--- Aim ---
Copy the post on The Key to Theosophy word for word, from "I am using the" up to and including "were his teachings?".

--- Document text ---
-*-

Theos-World The Key to Theosophy - section 1- 3+4
Aug 17, 2008 06:19 AM
by Morten Nymann Olesen
To all readers
My views are:
Chapter 1 - 3+4
Here is the third e-mail of a series about The Key to Theosophy.
I am using the ULT version from 1889.
The Key to Theosophy
THE WISDOM-RELIGION ESOTERIC IN ALL AGES
ENQUIRER. Since Ammonius never committed anything to writing, how can one feel sure that such were his teachings?
THEOSOPHIST. Neither did Buddha, Pythagoras, Confucius, Orpheus, Socrates, or even Jesus, leave behind them any writings. Yet most of these are historical personages, and their teachings have all survived. The disciples of Ammonius (among whom Origen and Herennius) wrote treatises and explained his ethics. Certainly the latter are as historical, if not more so, than the Apostolic writings. Moreover, his pupils―Origen, Plotinus, and Longinus (counsellor of the famous Queen Zenobia)―have all left voluminous records of the Philaletheian System―so far, at all events, as their public profession of faith was known, for the school was divided into exoteric and esoteric teachings.

-*-

--- Supplied records ---
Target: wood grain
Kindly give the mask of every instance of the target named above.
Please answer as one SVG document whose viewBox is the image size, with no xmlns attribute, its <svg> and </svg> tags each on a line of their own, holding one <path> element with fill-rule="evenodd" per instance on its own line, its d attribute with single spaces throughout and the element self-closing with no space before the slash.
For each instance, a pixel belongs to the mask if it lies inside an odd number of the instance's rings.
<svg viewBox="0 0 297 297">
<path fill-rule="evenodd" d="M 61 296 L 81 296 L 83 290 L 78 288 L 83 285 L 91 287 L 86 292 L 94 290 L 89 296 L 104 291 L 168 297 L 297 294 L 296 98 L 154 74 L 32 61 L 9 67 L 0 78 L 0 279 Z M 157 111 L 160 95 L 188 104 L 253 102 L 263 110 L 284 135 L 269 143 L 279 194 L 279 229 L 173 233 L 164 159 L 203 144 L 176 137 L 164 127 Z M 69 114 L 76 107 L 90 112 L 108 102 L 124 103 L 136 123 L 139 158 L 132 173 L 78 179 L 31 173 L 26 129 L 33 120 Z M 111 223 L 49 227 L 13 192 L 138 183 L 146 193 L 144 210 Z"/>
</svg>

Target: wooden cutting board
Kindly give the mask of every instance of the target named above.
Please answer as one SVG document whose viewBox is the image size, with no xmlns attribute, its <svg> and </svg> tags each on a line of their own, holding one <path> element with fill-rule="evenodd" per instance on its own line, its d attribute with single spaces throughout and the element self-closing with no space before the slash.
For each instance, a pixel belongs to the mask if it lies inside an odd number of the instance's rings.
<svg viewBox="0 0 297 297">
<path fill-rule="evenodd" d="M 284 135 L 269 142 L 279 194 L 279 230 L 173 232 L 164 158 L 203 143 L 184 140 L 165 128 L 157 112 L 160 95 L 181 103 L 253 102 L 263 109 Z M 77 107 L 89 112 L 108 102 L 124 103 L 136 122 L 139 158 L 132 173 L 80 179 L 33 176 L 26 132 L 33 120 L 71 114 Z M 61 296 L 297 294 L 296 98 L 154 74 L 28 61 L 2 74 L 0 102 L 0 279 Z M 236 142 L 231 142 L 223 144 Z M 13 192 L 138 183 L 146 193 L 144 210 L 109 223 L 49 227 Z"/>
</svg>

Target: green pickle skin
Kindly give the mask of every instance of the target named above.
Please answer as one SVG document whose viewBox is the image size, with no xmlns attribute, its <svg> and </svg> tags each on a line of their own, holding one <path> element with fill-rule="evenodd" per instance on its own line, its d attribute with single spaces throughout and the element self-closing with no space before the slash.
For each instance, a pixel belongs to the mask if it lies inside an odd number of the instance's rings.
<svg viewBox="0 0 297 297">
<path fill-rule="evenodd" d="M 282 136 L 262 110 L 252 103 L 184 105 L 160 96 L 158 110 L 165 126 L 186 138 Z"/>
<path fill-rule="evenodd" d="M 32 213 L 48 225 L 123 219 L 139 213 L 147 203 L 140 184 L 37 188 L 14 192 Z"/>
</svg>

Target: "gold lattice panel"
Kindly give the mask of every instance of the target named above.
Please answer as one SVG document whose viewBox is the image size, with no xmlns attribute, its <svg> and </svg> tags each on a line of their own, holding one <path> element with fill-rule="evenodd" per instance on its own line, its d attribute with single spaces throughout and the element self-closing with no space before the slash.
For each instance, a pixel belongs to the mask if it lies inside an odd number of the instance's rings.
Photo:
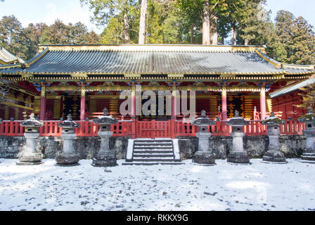
<svg viewBox="0 0 315 225">
<path fill-rule="evenodd" d="M 110 100 L 110 112 L 118 112 L 118 98 L 111 98 Z"/>
<path fill-rule="evenodd" d="M 53 119 L 58 120 L 60 117 L 60 105 L 61 100 L 55 99 L 53 101 Z"/>
<path fill-rule="evenodd" d="M 210 112 L 217 113 L 218 112 L 218 98 L 217 96 L 210 96 Z"/>
<path fill-rule="evenodd" d="M 34 113 L 39 113 L 41 110 L 41 100 L 35 98 L 34 101 Z"/>
</svg>

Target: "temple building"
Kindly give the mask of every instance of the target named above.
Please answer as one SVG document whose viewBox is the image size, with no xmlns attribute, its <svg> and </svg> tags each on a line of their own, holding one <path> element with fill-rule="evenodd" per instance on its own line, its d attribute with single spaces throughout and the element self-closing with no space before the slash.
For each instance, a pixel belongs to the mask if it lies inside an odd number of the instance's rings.
<svg viewBox="0 0 315 225">
<path fill-rule="evenodd" d="M 131 91 L 133 98 L 137 85 L 142 91 L 195 91 L 196 112 L 204 110 L 222 121 L 236 110 L 252 120 L 271 111 L 296 118 L 304 112 L 294 104 L 301 97 L 288 87 L 296 90 L 297 82 L 307 83 L 315 75 L 314 65 L 275 61 L 260 46 L 42 45 L 34 58 L 15 63 L 0 65 L 1 77 L 11 88 L 0 103 L 4 120 L 22 120 L 26 111 L 41 120 L 60 120 L 70 113 L 75 120 L 86 120 L 107 108 L 120 120 L 147 122 L 148 129 L 153 120 L 181 115 L 172 110 L 172 115 L 133 113 L 124 119 L 119 110 L 122 91 Z"/>
<path fill-rule="evenodd" d="M 11 65 L 24 63 L 24 60 L 18 56 L 15 56 L 8 50 L 0 46 L 0 65 Z"/>
</svg>

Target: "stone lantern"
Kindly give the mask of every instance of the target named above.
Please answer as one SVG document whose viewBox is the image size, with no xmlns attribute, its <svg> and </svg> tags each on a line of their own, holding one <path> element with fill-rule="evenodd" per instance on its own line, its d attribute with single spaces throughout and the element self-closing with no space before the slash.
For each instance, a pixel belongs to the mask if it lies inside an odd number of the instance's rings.
<svg viewBox="0 0 315 225">
<path fill-rule="evenodd" d="M 250 122 L 240 117 L 240 112 L 235 111 L 234 117 L 226 122 L 226 125 L 232 126 L 233 148 L 228 156 L 228 162 L 233 163 L 250 163 L 247 153 L 244 151 L 243 138 L 245 134 L 243 132 L 243 127 L 248 125 Z"/>
<path fill-rule="evenodd" d="M 274 112 L 271 113 L 270 117 L 262 121 L 262 124 L 267 126 L 268 138 L 269 145 L 268 151 L 264 153 L 262 160 L 274 163 L 286 163 L 284 154 L 280 151 L 280 124 L 283 124 L 284 120 L 278 118 Z"/>
<path fill-rule="evenodd" d="M 198 126 L 199 132 L 195 134 L 198 138 L 198 150 L 193 156 L 193 162 L 203 165 L 214 165 L 215 158 L 209 145 L 211 133 L 208 131 L 210 125 L 216 124 L 215 121 L 206 117 L 205 111 L 201 111 L 201 117 L 191 122 L 192 125 Z"/>
<path fill-rule="evenodd" d="M 20 125 L 25 127 L 24 136 L 26 145 L 23 147 L 19 158 L 18 165 L 39 165 L 43 163 L 43 154 L 36 151 L 36 139 L 39 136 L 38 128 L 44 126 L 43 122 L 35 120 L 34 113 L 30 115 L 30 119 L 21 122 Z"/>
<path fill-rule="evenodd" d="M 297 120 L 306 125 L 303 134 L 307 138 L 307 151 L 302 155 L 301 162 L 315 163 L 315 114 L 313 109 L 309 108 L 308 112 Z"/>
<path fill-rule="evenodd" d="M 107 108 L 103 110 L 103 115 L 93 120 L 93 122 L 100 126 L 98 133 L 101 137 L 101 150 L 93 159 L 92 165 L 94 167 L 115 167 L 117 166 L 117 160 L 114 153 L 110 148 L 110 137 L 112 136 L 110 131 L 111 124 L 118 122 L 117 119 L 108 116 Z"/>
<path fill-rule="evenodd" d="M 69 114 L 67 120 L 58 124 L 58 127 L 63 129 L 61 138 L 63 140 L 63 152 L 56 158 L 57 165 L 60 166 L 78 165 L 80 155 L 74 152 L 73 140 L 76 137 L 75 128 L 79 127 L 79 124 L 72 121 L 72 116 Z"/>
</svg>

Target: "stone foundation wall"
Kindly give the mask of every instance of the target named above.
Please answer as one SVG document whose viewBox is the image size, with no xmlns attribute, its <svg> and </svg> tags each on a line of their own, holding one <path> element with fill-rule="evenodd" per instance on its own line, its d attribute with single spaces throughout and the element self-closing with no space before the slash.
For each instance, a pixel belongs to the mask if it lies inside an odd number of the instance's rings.
<svg viewBox="0 0 315 225">
<path fill-rule="evenodd" d="M 111 137 L 110 147 L 114 150 L 117 160 L 126 158 L 129 137 Z M 18 158 L 25 143 L 24 136 L 0 136 L 0 158 Z M 73 141 L 75 152 L 81 155 L 81 159 L 94 158 L 101 148 L 100 137 L 77 137 Z M 55 158 L 62 151 L 63 140 L 60 137 L 41 136 L 37 139 L 37 150 L 44 154 L 44 158 Z"/>
<path fill-rule="evenodd" d="M 126 158 L 129 137 L 111 137 L 110 147 L 114 149 L 117 160 Z M 281 150 L 288 158 L 300 158 L 306 150 L 306 141 L 303 136 L 281 136 Z M 217 159 L 226 159 L 232 148 L 231 136 L 210 137 L 210 148 Z M 24 136 L 0 136 L 0 158 L 18 158 L 23 145 Z M 181 160 L 191 159 L 198 150 L 196 137 L 179 137 L 179 150 Z M 269 140 L 266 136 L 244 137 L 244 149 L 250 158 L 261 158 L 267 150 Z M 62 150 L 63 141 L 60 137 L 41 136 L 37 141 L 37 148 L 43 153 L 44 158 L 55 158 L 56 153 Z M 75 151 L 81 155 L 81 159 L 91 159 L 101 148 L 100 137 L 78 137 L 74 141 Z"/>
<path fill-rule="evenodd" d="M 281 150 L 288 158 L 300 158 L 306 150 L 306 139 L 304 136 L 281 136 L 279 139 Z M 267 136 L 245 136 L 244 150 L 250 158 L 262 158 L 264 152 L 268 150 L 269 141 Z M 179 141 L 181 158 L 191 158 L 198 150 L 196 137 L 180 137 Z M 225 160 L 232 149 L 232 137 L 210 137 L 210 148 L 217 159 Z"/>
</svg>

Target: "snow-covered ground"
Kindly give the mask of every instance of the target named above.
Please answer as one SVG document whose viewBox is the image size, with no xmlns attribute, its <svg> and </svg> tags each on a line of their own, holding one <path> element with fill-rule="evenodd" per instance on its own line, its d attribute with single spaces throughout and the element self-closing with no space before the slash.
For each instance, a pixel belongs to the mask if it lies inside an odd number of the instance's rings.
<svg viewBox="0 0 315 225">
<path fill-rule="evenodd" d="M 72 167 L 0 159 L 0 210 L 315 210 L 315 165 Z"/>
</svg>

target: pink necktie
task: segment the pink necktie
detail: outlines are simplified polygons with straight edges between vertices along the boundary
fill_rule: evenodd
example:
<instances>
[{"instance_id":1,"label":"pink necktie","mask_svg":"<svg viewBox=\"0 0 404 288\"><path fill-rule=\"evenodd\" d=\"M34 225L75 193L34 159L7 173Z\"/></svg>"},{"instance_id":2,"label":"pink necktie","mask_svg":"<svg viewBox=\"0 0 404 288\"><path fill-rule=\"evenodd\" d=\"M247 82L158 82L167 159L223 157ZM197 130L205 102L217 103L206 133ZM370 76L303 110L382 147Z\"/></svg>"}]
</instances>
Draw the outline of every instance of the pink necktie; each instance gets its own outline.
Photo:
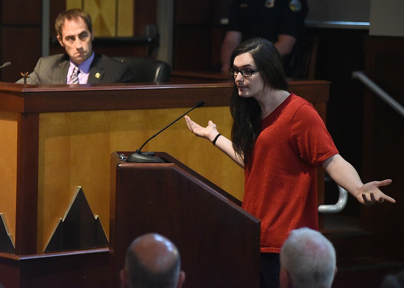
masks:
<instances>
[{"instance_id":1,"label":"pink necktie","mask_svg":"<svg viewBox=\"0 0 404 288\"><path fill-rule=\"evenodd\" d=\"M78 75L80 73L78 66L75 66L74 69L73 70L73 73L70 77L70 80L69 81L68 84L79 84L79 77Z\"/></svg>"}]
</instances>

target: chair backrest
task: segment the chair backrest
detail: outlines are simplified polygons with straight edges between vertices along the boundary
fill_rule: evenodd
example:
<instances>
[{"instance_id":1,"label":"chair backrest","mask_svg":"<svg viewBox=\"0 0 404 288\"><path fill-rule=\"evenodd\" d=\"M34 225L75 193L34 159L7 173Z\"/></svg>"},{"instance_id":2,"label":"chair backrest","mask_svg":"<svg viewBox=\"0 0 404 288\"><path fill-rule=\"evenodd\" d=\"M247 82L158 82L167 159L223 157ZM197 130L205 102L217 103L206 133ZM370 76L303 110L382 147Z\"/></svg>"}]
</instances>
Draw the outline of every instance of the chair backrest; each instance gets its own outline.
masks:
<instances>
[{"instance_id":1,"label":"chair backrest","mask_svg":"<svg viewBox=\"0 0 404 288\"><path fill-rule=\"evenodd\" d=\"M127 63L133 75L134 82L168 82L171 67L168 63L149 58L122 56L114 58Z\"/></svg>"}]
</instances>

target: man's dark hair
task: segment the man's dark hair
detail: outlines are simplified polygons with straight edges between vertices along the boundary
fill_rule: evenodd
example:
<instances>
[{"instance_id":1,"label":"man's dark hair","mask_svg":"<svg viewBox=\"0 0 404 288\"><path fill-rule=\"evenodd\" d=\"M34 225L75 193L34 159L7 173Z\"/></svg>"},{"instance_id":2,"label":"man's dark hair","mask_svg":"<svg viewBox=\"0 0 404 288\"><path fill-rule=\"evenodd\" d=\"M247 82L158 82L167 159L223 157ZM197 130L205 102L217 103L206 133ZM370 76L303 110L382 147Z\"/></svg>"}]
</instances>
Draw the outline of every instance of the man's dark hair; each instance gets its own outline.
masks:
<instances>
[{"instance_id":1,"label":"man's dark hair","mask_svg":"<svg viewBox=\"0 0 404 288\"><path fill-rule=\"evenodd\" d=\"M58 17L56 18L55 22L55 29L59 37L62 37L62 29L66 19L71 20L79 18L82 18L90 33L92 33L92 24L89 14L81 9L70 9L62 12L58 15Z\"/></svg>"}]
</instances>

-*-

--- Exercise solution ---
I am using the ULT version from 1889.
The Key to Theosophy
THE WISDOM-RELIGION ESOTERIC IN ALL AGES
ENQUIRER. Since Ammonius never committed anything to writing, how can one feel sure that such were his teachings?